╭─ TEXT SECTION

NYU Meyers to announce the Vernice D. Ferguson Professorship in Health Equity at the celebration; Ferguson worked tirelessly for health equity and diversity, pioneering leadership positions for nurses in practice and education.
For the 26th year, New York University Rory Meyers College of Nursing (NYU Meyers) will host its annual event celebrating the legacy of Estelle Massey Osborne (1901-1981). This annual event celebrates Osborne, a black nurse leader who was a pioneer in organizational administration, and the first black professor in what is now NYU Meyers.
The event will take place on Wednesday, February 22, 2017 from 3:00-5:00pm at the Rosenthal Pavilion in the NYU Kimmel Center, 60 Washington Square South, NYC. Those wishing to attend, please RSVP HERE
This year’s honoree is NYU Meyers’ Clinical Associate Professor Jamesetta A. Newland. Also at this year’s celebration, NYU Meyers is delighted to announce the founding of the Vernice D. Ferguson Professorship in Health Equity.
Osborne was the first black nurse in the U.S. to obtain a master's degree. She worked tirelessly to eliminate discrimination in the professional nursing organizations in this country and in society as a whole. The Estelle Osborne award honors a distinguished alumni or faculty member whose professional career embodies the true spirit of Osborne’s legacy.
This celebration would not be possible without the unwavering effort and dedication of its founders over 25 years ago: alumni Gloria Chandler Ramsey, BS ’83, MA ’87, Phyllis Lisanti, PhD `87, and late former division head Diane McGivern.
About the Honoree:
Dr. Jamesetta Newland is a strong proponent of faculty practice and has extensive experience with nurse managed health centers. She maintains an active primary care practice as a family nurse practitioner at NYU Langone Ambulatory Care West Side.
Dr. Newland’s teaching experience spans 23 years with graduate students; she believes in lifelong learning for adults and encourages students to achieve beyond their own expectations. Her expertise on nurse practitioner education and practice has been sought internationally in Botswana, Japan, and Lithuania.
Dr. Newland is active in numerous professional organizations and is the current editor-in-chief of The Nurse Practitioner and a column editor for the newsletter of the Fellows of the American Association of Nurse Practitioners.
She was the first black nurse to be elected to the Board of Directors of the American Nurses Association and the American Journal of Nursing. She was a member of the National Urban League and the first vice president of the National Council of Negro Women.
After graduating from Teacher’s College, Osborne was promptly appointed Educational Director at the Freedmen’s Hospital in Washington, D.C. (currently Howard University School of Nursing). She served five successive years as president of the National Association of Colored Graduate Nurses (NACGN), an association established to promote professionalization, education, and practice opportunities for black nurses throughout the country.

╰─

REQUIRED WORK:
**1)** According to the event announcement, who is this year's honoree?
**2)** Rewrite the paragraph of the event announcement that begins "Osborne was the first black nurse" as a short list, keeping its main facts.
**3)** Using the event announcement, explain why NYU Meyers holds an annual event celebrating Estelle Massey Osborne.

╭─ DATA UNDER STUDY

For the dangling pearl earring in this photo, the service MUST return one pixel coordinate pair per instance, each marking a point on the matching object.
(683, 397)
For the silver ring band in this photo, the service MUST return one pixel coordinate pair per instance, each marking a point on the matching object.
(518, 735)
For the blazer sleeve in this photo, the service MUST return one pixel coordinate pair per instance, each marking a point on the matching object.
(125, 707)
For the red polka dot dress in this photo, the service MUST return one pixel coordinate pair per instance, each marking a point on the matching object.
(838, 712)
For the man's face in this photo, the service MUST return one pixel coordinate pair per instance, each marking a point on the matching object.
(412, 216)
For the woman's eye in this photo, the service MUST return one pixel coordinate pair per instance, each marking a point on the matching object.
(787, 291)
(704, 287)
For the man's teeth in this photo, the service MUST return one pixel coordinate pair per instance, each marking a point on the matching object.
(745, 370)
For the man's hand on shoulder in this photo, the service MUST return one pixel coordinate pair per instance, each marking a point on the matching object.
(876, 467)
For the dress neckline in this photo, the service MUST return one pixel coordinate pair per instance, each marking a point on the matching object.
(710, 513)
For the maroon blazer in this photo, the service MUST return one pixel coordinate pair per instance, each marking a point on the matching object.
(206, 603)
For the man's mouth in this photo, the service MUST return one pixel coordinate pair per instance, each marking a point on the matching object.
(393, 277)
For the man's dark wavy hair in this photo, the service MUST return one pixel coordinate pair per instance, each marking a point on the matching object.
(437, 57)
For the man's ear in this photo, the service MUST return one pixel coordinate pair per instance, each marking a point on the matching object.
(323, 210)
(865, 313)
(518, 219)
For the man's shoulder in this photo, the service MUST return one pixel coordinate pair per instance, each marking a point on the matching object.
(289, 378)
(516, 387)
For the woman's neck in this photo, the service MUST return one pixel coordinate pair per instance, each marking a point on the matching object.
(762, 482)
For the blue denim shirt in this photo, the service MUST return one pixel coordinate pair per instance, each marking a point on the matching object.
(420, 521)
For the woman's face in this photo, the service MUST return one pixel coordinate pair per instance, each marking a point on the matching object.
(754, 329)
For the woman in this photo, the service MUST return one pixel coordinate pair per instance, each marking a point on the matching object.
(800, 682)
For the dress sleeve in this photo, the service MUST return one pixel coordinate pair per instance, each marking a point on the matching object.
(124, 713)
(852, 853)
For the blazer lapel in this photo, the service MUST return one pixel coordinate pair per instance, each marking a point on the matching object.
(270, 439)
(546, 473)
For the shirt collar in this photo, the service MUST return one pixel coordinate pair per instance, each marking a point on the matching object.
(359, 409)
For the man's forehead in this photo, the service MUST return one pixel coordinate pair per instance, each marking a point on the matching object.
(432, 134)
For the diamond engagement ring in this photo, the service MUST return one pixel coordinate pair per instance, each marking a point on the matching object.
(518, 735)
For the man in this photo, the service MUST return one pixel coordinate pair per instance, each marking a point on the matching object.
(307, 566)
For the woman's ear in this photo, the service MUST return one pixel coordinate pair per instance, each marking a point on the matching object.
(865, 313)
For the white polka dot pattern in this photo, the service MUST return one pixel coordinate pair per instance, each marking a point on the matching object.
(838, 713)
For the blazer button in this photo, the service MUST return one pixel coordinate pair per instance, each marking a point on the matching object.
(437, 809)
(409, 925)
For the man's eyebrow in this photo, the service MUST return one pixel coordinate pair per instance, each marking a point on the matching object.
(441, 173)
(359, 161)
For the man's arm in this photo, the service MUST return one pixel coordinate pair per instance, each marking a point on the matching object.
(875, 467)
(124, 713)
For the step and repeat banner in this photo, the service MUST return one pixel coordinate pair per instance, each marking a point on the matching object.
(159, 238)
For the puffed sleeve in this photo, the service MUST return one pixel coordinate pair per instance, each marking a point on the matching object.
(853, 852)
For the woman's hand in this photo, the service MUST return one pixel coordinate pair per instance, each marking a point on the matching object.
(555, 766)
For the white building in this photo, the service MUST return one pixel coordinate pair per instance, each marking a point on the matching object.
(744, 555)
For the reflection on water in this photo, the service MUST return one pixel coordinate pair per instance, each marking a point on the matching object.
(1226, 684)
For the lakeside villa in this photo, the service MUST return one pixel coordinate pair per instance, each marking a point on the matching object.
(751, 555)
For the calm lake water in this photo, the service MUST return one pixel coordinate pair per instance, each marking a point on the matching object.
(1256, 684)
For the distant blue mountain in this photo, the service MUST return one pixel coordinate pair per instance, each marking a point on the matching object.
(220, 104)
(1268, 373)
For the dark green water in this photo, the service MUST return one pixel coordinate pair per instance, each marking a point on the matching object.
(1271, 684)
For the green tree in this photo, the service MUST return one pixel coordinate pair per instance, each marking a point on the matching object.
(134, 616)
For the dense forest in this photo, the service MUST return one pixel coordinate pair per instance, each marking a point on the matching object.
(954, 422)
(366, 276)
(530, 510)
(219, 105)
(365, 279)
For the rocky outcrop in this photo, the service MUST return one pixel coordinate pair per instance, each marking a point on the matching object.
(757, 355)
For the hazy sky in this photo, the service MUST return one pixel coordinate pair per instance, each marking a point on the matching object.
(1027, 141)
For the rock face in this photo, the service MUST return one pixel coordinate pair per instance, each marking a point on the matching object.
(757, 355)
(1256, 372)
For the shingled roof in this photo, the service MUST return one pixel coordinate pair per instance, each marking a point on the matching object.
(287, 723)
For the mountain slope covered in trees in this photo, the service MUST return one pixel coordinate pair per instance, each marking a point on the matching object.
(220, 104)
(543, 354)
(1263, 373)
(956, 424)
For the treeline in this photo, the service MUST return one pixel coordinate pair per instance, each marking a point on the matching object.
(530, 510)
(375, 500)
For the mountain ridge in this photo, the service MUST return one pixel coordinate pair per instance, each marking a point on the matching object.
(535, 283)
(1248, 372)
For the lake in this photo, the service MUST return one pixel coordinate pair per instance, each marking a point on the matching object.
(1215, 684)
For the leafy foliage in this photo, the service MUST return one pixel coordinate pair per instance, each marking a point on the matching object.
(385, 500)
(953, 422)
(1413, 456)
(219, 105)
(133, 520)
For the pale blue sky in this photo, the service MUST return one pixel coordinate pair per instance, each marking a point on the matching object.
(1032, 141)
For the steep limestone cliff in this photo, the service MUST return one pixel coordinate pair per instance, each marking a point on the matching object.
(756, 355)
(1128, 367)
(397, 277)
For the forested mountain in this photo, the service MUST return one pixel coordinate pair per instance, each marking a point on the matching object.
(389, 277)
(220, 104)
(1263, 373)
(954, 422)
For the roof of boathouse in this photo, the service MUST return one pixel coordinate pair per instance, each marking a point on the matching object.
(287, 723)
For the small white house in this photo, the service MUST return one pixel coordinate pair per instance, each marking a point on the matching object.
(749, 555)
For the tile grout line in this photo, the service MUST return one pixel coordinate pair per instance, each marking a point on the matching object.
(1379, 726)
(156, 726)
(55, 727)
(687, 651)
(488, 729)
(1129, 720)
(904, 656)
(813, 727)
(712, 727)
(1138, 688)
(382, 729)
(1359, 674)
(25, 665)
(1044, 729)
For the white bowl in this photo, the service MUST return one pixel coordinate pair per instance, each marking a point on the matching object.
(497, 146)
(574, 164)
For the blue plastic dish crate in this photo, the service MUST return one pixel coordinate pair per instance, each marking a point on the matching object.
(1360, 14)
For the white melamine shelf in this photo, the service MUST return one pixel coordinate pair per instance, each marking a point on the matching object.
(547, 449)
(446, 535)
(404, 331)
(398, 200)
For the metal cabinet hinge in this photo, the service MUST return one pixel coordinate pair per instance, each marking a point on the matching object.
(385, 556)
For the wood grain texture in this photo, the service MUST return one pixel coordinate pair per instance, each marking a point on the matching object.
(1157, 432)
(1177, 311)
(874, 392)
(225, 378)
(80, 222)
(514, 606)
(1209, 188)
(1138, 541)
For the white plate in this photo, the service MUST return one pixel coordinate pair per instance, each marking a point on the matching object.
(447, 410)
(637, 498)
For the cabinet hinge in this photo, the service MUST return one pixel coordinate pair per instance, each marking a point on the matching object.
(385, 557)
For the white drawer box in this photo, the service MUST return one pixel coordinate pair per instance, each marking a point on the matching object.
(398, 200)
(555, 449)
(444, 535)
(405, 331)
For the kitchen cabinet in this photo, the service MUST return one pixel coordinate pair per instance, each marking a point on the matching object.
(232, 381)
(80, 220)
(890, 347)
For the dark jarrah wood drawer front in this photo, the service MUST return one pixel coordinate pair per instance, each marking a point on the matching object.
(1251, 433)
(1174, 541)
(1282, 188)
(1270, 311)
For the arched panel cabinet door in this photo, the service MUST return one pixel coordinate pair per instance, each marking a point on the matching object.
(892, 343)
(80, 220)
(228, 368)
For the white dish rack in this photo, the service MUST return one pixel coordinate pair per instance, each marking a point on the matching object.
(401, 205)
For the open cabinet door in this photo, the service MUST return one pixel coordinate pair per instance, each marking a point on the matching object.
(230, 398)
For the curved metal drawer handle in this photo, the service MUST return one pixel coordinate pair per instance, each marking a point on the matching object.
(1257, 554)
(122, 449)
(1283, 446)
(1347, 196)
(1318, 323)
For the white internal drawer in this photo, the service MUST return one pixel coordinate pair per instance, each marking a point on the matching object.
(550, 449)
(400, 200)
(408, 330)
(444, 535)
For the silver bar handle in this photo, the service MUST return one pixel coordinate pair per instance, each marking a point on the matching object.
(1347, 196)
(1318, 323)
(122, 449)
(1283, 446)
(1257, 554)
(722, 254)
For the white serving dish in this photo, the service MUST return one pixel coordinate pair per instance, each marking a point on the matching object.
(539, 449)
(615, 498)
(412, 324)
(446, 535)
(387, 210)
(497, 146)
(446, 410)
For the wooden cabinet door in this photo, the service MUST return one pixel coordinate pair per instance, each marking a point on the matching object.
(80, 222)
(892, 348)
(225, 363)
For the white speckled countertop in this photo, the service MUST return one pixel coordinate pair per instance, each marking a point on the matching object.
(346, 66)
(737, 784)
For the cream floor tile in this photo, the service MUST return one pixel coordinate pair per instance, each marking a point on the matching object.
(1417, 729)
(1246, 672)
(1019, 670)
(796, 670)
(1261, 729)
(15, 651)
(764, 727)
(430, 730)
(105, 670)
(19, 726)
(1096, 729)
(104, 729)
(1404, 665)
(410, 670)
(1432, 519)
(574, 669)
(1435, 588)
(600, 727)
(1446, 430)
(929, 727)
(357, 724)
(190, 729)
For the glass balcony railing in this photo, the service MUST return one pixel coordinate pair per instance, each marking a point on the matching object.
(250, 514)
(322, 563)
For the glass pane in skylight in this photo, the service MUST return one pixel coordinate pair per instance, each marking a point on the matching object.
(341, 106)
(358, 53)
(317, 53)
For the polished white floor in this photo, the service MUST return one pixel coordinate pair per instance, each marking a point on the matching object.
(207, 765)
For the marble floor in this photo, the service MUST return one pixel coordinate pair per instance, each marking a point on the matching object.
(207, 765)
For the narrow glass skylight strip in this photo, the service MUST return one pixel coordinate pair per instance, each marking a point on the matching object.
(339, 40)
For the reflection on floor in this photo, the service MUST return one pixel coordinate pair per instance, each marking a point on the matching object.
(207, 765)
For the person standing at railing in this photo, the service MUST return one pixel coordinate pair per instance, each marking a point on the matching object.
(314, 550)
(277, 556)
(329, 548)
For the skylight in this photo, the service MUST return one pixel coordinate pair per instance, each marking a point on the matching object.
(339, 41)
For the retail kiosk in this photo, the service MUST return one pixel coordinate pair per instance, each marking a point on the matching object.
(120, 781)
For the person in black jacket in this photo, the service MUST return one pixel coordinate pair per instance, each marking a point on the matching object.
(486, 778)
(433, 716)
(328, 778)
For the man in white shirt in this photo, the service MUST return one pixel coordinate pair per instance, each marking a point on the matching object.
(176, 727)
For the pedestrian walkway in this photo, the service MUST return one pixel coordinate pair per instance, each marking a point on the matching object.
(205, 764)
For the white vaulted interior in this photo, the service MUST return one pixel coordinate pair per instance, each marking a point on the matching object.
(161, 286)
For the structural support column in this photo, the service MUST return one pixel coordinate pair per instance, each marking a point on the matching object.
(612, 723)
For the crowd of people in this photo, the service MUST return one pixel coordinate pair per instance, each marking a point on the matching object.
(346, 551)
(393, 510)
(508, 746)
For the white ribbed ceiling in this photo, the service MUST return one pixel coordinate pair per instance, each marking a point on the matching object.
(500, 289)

╰─

ANSWERS TO THE PROBLEMS:
**1)** NYU Meyers' Clinical Associate Professor Jamesetta A. Newland.

**2)**
- Osborne was the first black nurse in the U.S. to earn a master's degree.
- She worked to end discrimination in the country's professional nursing organizations and in society as a whole.
- The Estelle Osborne award honors a distinguished alumni or faculty member whose career embodies the spirit of her legacy.

**3)** The event honors Osborne because she was a black nurse leader who pioneered in organizational administration. She was also the first black professor in what is now NYU Meyers.